Where  $d_0$  is the pre-aged delay of transistor,  $A_{HCI}$  is technology dependent factor, t is the transistor age,  $\alpha$  is the activity factor of transistor, f is clock frequency, T is temperature,  $E_b$  is activation energy, and k is Boltzmann's constant. According to Eq. 1 and Eq. 2, delay degradation in both BTI and HCI mechanisms is an exponential function of temperature and a nonlinear function of stress (duty cycle in BTI or switching activity in HCI). Since the transistor level



Fig. 1. Temperature map impact on critical path aging

information of the FPGA is not disclosed by vendors, we deployed the proposed method in [4] to calculate aging of nodes along a CP. Node is a basic logic element and its corresponding routing resources (Slice and NET in Xilinx Virtex). We assume that all transistors inside a node experience similar stress and temperature.

As shown in Fig. 1, each node along a path may experience different temperatures (the darker the color, the higher the temperature), hence leading to different aging rates for the nodes along the path. For example, if all nodes have equal delay (one unit of time) and experience equal stress rate, path CP2's delay may exceed CP1's over time due to different temperature maps even if at the beginning  $Delay_{CP1} > Delay_{CP2}$ .

## IV. PATH SELECTION METHODOLOGY

## A. Path Characteristics

Aging-induced delay degradation along each path originates from the delay degradation of each node along it. Each node ages differently from other nodes for various reasons. The aging in each node depends on functional complexity in logic delay as well as Fan-out (FO) in corresponding net delay. In addition, given that temperature and stress on chip varies from one region to another, the temperature and stress at each node varies as well. In this section, we summarize the aging-related path characteristics that are deployed for representative aging-prone critical path selection algorithm.

Considering Fig. 1, assume each CP *i* consists of  $m_i$  nodes. Each node *i* can be interpreted as a sextuple  $(d_{ij}, T_{ij}, \alpha_{ij}, Y_{ij}, Ph_i, FO_{ij})$  where *d* is delay, *T* is temperature,  $\alpha$  is the activity factor, *Y* is duty cycle, *Ph* is physical location, and *FO* is Fan-out. These parameters play an important role in the aging rate and are computed as follow:

1) Delay

The total delay of a critical path is equal to:

$$Delay (CP i) = \sum_{j=1}^{m_i} d_{ij}$$
(3)

Due to resource limitation and exponential number of paths, it is impossible to monitor all of the circuit's paths. In addition, power and area overhead for each sensor should be taken into account. Hence, we need to select paths which are more prone to aging and the aging-induced delay degradation along those paths are more likely to cause timing violations. The pseudocritical paths are those with delay in the range of  $\alpha$ % to  $\beta$ % of minimum clock period. These bounds may change based on the sensor delay to avoid performance loss, implemented circuit delay, and number of CPs.

** Data supplied **
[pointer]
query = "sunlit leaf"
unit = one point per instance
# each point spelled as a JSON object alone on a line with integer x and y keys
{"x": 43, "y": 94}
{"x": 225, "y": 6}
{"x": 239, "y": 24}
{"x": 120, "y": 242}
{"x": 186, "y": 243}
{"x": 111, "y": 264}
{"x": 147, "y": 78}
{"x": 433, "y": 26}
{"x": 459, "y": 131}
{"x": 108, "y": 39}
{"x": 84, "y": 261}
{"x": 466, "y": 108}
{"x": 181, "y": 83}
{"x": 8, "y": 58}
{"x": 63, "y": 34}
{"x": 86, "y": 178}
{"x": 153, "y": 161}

** Exercise **
Reproduce word for word the part of the FPGA path-aging passage from "## IV. PATH" to "path selection algorithm.", including both ends.

** Solution for this task **
## IV. PATH SELECTION METHODOLOGY

## A. Path Characteristics

Aging-induced delay degradation along each path originates from the delay degradation of each node along it. Each node ages differently from other nodes for various reasons. The aging in each node depends on functional complexity in logic delay as well as Fan-out (FO) in corresponding net delay. In addition, given that temperature and stress on chip varies from one region to another, the temperature and stress at each node varies as well. In this section, we summarize the aging-related path characteristics that are deployed for representative aging-prone critical path selection algorithm.